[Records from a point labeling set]

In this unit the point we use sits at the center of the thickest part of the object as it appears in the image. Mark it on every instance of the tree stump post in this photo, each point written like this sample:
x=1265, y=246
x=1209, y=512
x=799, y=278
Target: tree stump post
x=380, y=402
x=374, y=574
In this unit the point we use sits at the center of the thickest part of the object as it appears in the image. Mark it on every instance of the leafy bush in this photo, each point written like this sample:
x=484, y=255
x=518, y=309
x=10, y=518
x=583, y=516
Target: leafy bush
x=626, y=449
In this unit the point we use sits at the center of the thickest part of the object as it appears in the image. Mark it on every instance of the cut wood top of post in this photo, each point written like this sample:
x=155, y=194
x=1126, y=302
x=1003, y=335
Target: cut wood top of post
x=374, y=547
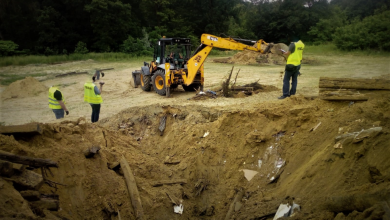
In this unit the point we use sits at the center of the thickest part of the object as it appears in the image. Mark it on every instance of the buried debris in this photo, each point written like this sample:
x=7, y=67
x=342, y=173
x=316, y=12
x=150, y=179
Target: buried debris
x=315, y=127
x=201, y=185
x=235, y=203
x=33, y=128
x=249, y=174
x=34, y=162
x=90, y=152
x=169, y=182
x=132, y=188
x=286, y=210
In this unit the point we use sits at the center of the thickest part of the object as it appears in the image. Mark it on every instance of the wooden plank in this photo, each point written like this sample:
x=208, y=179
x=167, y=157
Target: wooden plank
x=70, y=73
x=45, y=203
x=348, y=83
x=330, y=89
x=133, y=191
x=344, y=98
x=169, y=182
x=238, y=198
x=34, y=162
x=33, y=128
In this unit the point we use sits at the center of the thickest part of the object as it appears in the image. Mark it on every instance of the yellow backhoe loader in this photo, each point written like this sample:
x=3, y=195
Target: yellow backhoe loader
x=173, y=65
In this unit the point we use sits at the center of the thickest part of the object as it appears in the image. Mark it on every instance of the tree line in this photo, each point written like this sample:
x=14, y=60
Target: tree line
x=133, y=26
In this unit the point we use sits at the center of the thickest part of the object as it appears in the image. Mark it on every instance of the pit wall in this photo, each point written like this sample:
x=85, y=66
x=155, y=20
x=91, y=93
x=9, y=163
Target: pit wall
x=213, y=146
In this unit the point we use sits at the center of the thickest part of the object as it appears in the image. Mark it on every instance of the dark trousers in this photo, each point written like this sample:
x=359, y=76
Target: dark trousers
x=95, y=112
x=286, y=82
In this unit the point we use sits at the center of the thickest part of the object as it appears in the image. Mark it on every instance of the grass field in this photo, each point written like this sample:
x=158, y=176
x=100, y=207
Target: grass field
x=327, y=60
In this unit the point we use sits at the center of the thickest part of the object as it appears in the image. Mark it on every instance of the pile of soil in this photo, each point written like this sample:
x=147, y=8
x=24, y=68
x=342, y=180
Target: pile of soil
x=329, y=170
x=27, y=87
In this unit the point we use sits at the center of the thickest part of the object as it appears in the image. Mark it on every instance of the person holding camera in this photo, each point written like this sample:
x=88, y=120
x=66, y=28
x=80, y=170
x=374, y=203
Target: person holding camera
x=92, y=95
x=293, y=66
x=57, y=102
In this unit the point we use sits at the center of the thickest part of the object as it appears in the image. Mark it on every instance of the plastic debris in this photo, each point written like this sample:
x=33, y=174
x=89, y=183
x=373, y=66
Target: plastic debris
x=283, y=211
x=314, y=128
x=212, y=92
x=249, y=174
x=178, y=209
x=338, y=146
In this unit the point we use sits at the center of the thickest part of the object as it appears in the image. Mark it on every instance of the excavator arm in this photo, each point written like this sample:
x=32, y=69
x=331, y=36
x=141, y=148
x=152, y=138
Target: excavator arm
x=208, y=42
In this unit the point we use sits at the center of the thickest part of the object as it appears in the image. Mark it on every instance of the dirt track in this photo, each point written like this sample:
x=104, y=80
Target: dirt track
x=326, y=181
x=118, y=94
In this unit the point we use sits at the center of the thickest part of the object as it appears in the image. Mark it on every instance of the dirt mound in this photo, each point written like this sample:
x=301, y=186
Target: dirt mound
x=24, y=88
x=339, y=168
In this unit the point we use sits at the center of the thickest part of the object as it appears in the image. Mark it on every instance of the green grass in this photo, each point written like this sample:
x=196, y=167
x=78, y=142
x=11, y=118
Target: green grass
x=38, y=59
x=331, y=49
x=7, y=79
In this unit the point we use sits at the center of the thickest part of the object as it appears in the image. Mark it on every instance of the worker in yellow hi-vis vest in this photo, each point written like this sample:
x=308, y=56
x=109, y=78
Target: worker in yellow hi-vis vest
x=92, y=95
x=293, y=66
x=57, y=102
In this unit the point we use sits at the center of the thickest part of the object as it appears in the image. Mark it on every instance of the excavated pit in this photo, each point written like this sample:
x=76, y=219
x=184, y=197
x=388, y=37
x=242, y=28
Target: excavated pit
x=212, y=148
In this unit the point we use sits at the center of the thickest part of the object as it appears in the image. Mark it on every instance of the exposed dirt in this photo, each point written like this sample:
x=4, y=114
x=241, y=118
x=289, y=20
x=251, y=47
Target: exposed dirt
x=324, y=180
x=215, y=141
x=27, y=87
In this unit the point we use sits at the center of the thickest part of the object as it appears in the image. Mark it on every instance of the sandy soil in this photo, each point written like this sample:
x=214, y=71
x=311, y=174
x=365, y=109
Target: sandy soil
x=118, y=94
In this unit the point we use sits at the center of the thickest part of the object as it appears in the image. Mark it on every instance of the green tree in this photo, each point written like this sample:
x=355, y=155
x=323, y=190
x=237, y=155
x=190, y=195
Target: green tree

### Directions
All of the entries above should be duplicated exactly, except for the pictures.

### Solution to this exercise
In this unit the point we use sits at the center of the thickest part of the object as it appears in the image. Mark it on every instance of the tree stump post in this photo, each point written like this sample:
x=1265, y=246
x=1209, y=512
x=799, y=278
Target: tree stump post
x=380, y=402
x=374, y=574
In this unit the point we use sits at the center of the thickest part of the object as it appears in the image. Mark it on every instance of the leafy bush in this photo, each point written like this sample:
x=484, y=255
x=518, y=309
x=10, y=518
x=583, y=516
Target: leafy bush
x=626, y=449
In this unit the point we use sits at the center of the thickest part of the object as it appears in the image. Mark it on every instance of the cut wood top of post in this photo, each point written like this sample:
x=155, y=194
x=1126, y=302
x=1003, y=335
Target: cut wood top of post
x=374, y=547
In this unit the point we use sits at the center of the thickest part of the object as it appears in the image. Mark it on every instance of the buried debris in this photo, each point written like this sample:
x=7, y=67
x=342, y=173
x=316, y=12
x=150, y=179
Target: buried debris
x=315, y=127
x=201, y=185
x=235, y=203
x=33, y=128
x=249, y=174
x=34, y=162
x=90, y=152
x=169, y=182
x=132, y=188
x=286, y=210
In this unit the point we use sits at the center of the thickest part of the object as it appears in the image. Mark it on every instance of the wooden plank in this photo, each point written like this sample:
x=208, y=179
x=167, y=157
Target: wooden plank
x=70, y=73
x=45, y=203
x=348, y=83
x=330, y=89
x=133, y=191
x=344, y=98
x=169, y=182
x=238, y=198
x=34, y=162
x=33, y=128
In this unit the point we use sits at the center of the thickest part of the object as it appears in the image. Mark it on every instance of the yellow backhoe loader in this photo, each point written like this sample:
x=3, y=195
Target: yellow backhoe loader
x=173, y=65
In this unit the point we use sits at the center of the thickest part of the object as it appears in the image. Mark it on every instance of the tree line in this photo, each point written like this sample:
x=14, y=60
Target: tree line
x=133, y=26
In this unit the point we use sits at the center of the thickest part of the object as it appears in the image. Mark it on every instance of the pit wall in this photo, each point written like this sample:
x=85, y=66
x=155, y=20
x=91, y=93
x=9, y=163
Target: pit wall
x=213, y=146
In this unit the point we use sits at the center of the thickest part of the object as it appears in the image. Mark it on every instance of the dark trousers in this photo, each point written like this sample:
x=359, y=76
Target: dark trousers
x=95, y=112
x=286, y=82
In this unit the point we use sits at the center of the thickest part of the object as it appears in the image. Mark it on every instance of the grass field in this photo, each point written like this sample:
x=158, y=176
x=100, y=207
Target: grass field
x=327, y=60
In this unit the point we use sits at the center of the thickest part of the object as it appears in the image. Mark it on every instance of the pile of soil in this photo, each point written like this sample:
x=147, y=8
x=24, y=68
x=342, y=180
Target: pile of soil
x=329, y=170
x=27, y=87
In this unit the point we use sits at the center of the thickest part of the object as it appears in the image. Mark it on every instance of the person holding camera in this photo, each point written like this sample:
x=88, y=120
x=66, y=28
x=80, y=170
x=374, y=203
Target: person holding camera
x=92, y=95
x=293, y=66
x=57, y=102
In this unit the point we use sits at the center of the thickest part of the object as it appears in the image. Mark it on every instance of the plastic debris in this photo, each point written like this sample:
x=33, y=174
x=89, y=183
x=373, y=66
Target: plastic debris
x=283, y=211
x=314, y=128
x=212, y=92
x=249, y=174
x=178, y=209
x=338, y=146
In this unit the point we use sits at the center of the thickest part of the object as it appears in the image. Mark it on every instance of the excavator arm in this photo, each point written like this sample:
x=32, y=69
x=331, y=36
x=141, y=148
x=152, y=138
Target: excavator arm
x=208, y=42
In this unit the point we use sits at the center of the thickest part of the object as it appears in the image. Mark it on every instance of the dirt track in this photo, each point written like this sample:
x=104, y=80
Target: dirt track
x=326, y=181
x=118, y=94
In this unit the point we use sits at the center of the thickest part of the object as it appears in the image. Mark it on every instance of the dirt mound in this photo, each point written like this sample:
x=301, y=186
Target: dirt mound
x=24, y=88
x=339, y=168
In this unit the point we use sits at the center of the thickest part of the object as it appears in the image. Mark it on every instance of the green grass in this photo, each point written like this sample:
x=196, y=167
x=78, y=142
x=11, y=118
Target: green grass
x=38, y=59
x=331, y=49
x=7, y=79
In this unit the point we use sits at the center of the thickest part of the object as it appears in the image. Mark it on every instance of the worker in yellow hi-vis vest in this photo, each point written like this sample:
x=308, y=56
x=109, y=78
Target: worker in yellow hi-vis vest
x=92, y=95
x=293, y=66
x=57, y=102
In this unit the point we use sits at the center of the thickest part of the object as it appears in the image. Mark it on every instance of the excavated pit in this photo, each point written like this sample:
x=76, y=219
x=184, y=197
x=388, y=37
x=242, y=28
Target: excavated pit
x=212, y=148
In this unit the point we use sits at the center of the thickest part of the object as it appears in the image. Mark it on every instance of the exposed dirt in this photo, each point written like this sample:
x=4, y=114
x=241, y=118
x=289, y=20
x=251, y=47
Target: exposed dirt
x=324, y=180
x=215, y=141
x=27, y=87
In this unit the point we use sits at the center of the thickest part of the object as it appears in the image. Mark it on every instance of the sandy soil in this photo, each point written like this sample:
x=214, y=71
x=311, y=174
x=365, y=109
Target: sandy soil
x=118, y=94
In this unit the point we use sits at the center of the thickest part of the object as it appears in the image. Mark it on every instance of the green tree in this photo, each point written like this sample:
x=355, y=155
x=323, y=190
x=237, y=155
x=190, y=195
Target: green tree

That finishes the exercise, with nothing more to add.